### [PROMPT]
Edit everything from the start of the listing down through the line containing "<point>97,75</point>", replacing "pictogram" with "icon" and keeping every other character the same. Return only those lines.

++++ RAW DATA

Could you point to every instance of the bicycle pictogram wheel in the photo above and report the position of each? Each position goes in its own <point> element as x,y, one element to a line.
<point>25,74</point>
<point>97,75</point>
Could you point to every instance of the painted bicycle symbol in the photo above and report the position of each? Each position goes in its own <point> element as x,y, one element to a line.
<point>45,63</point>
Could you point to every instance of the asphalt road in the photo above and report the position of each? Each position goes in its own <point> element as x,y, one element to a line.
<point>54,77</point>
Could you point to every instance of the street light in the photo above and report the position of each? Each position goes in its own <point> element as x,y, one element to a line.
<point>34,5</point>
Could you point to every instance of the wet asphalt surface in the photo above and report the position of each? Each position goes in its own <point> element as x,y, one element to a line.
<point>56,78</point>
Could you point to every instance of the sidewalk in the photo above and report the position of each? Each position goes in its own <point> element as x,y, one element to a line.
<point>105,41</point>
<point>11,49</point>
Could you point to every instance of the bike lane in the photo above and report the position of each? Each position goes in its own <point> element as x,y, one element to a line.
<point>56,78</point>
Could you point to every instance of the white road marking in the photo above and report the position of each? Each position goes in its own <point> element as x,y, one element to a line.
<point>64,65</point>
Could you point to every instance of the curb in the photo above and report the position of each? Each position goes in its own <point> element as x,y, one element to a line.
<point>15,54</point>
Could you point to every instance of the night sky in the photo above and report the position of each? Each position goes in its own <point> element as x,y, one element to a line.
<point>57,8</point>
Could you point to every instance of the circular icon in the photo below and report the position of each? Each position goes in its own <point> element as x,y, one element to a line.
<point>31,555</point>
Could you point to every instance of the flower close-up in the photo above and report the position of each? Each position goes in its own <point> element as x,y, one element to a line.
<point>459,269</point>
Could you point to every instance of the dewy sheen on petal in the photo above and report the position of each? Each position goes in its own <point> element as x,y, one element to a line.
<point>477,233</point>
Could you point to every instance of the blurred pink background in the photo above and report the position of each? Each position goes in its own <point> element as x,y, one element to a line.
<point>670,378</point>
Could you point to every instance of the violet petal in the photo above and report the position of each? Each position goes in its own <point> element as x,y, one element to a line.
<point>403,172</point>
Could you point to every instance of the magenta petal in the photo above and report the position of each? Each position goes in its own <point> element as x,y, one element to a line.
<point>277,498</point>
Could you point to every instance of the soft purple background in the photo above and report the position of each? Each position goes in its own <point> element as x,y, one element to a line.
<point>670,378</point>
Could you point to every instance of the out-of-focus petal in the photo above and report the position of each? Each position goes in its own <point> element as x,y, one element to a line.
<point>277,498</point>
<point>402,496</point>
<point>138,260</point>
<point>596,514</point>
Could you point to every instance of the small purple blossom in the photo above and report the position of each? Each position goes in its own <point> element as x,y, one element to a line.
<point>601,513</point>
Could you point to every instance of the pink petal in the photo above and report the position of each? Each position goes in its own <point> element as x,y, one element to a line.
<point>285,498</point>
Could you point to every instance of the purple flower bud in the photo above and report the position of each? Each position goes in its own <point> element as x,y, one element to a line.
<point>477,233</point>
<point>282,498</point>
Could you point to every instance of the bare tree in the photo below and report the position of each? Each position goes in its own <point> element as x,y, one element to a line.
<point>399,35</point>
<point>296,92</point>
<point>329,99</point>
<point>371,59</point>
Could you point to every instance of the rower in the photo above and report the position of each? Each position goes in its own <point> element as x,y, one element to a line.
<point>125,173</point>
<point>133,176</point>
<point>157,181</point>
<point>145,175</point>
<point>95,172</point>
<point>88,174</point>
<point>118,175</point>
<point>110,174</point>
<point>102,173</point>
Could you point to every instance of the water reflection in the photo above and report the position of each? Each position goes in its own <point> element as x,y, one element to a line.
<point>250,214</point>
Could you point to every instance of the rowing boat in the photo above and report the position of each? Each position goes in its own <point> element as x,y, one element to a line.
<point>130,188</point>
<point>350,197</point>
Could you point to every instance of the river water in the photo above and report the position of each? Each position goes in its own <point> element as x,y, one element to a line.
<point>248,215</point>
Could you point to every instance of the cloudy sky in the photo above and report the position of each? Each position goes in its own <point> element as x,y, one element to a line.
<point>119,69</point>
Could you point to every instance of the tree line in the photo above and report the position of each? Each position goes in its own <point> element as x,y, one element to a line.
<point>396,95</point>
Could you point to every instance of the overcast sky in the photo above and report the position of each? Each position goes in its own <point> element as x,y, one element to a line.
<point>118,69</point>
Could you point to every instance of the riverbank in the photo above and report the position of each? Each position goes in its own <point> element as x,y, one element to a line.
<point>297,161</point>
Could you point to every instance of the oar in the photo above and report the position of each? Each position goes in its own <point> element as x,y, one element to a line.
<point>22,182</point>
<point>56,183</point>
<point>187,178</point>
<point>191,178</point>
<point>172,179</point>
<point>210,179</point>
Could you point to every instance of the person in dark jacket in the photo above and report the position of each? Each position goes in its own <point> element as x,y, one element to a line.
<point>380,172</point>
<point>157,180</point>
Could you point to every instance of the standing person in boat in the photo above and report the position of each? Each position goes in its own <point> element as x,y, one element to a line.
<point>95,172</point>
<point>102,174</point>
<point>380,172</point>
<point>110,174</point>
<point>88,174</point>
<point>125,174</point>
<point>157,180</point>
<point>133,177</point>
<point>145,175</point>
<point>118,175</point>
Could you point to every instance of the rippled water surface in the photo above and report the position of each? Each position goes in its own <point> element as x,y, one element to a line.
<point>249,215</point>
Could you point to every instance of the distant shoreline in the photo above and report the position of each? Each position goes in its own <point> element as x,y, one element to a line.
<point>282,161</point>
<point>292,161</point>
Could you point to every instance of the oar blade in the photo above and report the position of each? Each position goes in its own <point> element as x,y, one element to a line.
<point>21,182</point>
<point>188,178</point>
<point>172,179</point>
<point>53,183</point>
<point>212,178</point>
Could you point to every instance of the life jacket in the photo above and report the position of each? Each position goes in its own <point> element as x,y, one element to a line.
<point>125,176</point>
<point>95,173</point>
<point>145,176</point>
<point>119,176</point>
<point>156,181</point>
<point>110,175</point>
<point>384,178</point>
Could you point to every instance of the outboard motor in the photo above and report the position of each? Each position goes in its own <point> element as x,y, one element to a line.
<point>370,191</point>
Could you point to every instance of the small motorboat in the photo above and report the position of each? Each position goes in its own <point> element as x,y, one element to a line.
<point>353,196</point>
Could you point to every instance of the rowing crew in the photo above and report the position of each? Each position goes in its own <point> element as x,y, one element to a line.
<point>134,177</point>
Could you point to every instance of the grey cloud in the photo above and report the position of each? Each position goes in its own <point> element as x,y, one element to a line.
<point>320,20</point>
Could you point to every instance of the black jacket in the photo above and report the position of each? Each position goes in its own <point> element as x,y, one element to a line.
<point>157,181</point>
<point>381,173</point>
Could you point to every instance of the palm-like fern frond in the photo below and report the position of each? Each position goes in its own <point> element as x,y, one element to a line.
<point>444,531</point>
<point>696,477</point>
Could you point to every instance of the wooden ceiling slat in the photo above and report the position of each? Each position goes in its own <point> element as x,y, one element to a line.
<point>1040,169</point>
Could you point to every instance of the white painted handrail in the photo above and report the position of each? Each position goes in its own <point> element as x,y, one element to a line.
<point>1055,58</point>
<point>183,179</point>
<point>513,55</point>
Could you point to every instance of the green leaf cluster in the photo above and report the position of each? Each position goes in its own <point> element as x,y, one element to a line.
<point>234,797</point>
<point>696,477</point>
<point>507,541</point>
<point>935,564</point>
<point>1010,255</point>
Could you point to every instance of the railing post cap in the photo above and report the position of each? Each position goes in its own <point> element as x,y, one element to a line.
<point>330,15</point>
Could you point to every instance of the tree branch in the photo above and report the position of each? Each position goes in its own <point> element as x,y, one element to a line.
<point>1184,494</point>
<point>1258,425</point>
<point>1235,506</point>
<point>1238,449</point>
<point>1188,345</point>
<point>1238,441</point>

++++++++

### [FINISHED EXERCISE]
Could you point to every instance of the bicycle icon wheel in the photo above and report the position of each? Each position goes in its own <point> element as x,y, one element to a line.
<point>25,74</point>
<point>97,75</point>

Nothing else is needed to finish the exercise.